EXCERPTED DATA:
........

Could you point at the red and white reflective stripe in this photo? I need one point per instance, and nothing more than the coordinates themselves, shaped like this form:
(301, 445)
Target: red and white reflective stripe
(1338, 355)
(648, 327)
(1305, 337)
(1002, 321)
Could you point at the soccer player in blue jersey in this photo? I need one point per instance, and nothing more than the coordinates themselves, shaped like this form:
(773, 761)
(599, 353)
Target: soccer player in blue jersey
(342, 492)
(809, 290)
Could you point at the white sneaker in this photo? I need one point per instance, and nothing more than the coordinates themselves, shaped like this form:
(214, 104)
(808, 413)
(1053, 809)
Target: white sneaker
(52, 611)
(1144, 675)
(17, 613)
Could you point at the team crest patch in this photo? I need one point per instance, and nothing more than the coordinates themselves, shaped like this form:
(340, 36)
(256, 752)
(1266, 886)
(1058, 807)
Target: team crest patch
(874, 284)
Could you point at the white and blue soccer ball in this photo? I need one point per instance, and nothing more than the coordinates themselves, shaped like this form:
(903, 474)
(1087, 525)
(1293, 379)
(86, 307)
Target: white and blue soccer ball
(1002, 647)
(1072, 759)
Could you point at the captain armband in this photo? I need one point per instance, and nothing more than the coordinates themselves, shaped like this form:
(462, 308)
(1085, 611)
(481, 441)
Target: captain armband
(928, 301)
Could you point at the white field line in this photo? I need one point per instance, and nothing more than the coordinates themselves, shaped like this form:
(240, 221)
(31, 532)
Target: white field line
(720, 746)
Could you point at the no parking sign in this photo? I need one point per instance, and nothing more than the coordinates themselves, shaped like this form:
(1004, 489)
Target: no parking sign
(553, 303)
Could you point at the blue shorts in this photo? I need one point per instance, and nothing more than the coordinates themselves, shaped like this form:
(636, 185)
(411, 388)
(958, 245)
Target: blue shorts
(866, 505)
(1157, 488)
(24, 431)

........

Rewrite all of the material above, replacing every "Target" with "Object" and keeping everything else unchanged.

ANSWER TO THIS PROBLEM:
Could you point at the red and white reflective stripe in this photo? I need one point per instance, and nothing more than the coordinates themselves, shaped like this form:
(301, 445)
Object: red and white reflective stripe
(1338, 355)
(648, 327)
(1305, 337)
(1002, 321)
Could you point at the soccer player in blue jersey in this photo? I need one point per instance, and nothing more than the coordinates themselves, shaped like this form:
(773, 761)
(599, 353)
Object: soccer player in blue jersey
(342, 492)
(809, 290)
Could you point at the white sneaker in this photo? I need one point per instance, and nothing more than the coordinates themselves, shaped like this form:
(214, 104)
(808, 413)
(1053, 809)
Object: white sneaker
(52, 611)
(1144, 675)
(17, 613)
Could you point at the team crest patch in this photo? I need one point per instance, and nothing more than the coordinates themselves, shaped like this form:
(340, 36)
(256, 752)
(1266, 886)
(1058, 807)
Object: team crest patch
(874, 284)
Could you point at the white and blue soccer ball in this photo? I need one point per instance, and nothing more than the coordinates themselves, shaped like this form:
(903, 474)
(1087, 525)
(1293, 379)
(86, 307)
Object: white and blue soccer ball
(1002, 647)
(1072, 759)
Could you point at the captain armband in this photo? I need one point per instance, and nothing more than the coordinates themselves, shaped like this form:
(462, 308)
(1085, 611)
(481, 441)
Object: captain armband
(928, 301)
Could you point at the white field line in this photo? I need one point per instance, and nothing more than the coordinates themselves, shaped like this form:
(240, 221)
(31, 532)
Object: white field line
(720, 746)
Could you point at the no parking sign in this photo? I need one point per instance, and nothing more than the coordinates themselves, shaped like this form:
(1004, 489)
Object: no parking sign
(553, 303)
Could you point at the blue shorts in this photo? I need one point per instance, and nothing more than the coordinates themselves, shaped like this form:
(636, 185)
(411, 388)
(958, 245)
Object: blue shorts
(866, 505)
(1157, 488)
(24, 431)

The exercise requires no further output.